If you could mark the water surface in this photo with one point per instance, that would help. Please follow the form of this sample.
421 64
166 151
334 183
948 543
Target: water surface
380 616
+-------+
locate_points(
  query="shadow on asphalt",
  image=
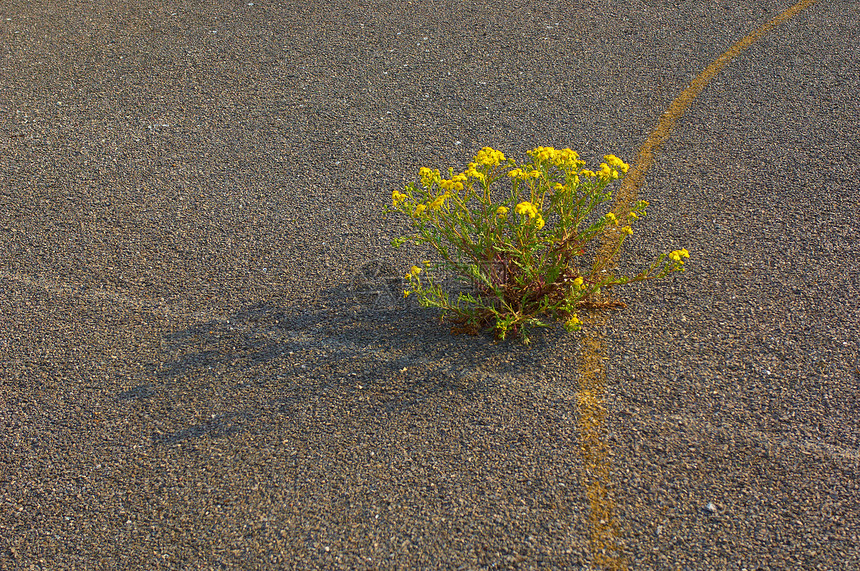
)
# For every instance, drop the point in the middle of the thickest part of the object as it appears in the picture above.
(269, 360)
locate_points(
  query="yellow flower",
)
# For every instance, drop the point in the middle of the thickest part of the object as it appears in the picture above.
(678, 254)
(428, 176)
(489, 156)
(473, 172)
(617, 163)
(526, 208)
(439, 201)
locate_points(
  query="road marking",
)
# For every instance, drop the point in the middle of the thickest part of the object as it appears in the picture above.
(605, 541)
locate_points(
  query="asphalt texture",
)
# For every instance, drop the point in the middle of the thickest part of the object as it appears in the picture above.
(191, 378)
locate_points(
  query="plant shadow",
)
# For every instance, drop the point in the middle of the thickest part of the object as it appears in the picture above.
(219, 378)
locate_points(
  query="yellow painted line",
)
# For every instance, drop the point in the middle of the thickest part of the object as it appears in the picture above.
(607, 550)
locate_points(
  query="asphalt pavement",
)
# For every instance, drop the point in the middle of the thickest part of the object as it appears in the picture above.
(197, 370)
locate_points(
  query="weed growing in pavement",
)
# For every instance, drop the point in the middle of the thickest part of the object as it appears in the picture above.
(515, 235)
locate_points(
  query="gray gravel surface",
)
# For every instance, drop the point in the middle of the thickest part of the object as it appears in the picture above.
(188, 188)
+-------+
What to do
Wherever a line in the records contains the word "yellow", copy that line.

Task answer
  query="yellow flower",
  query="yellow painted line",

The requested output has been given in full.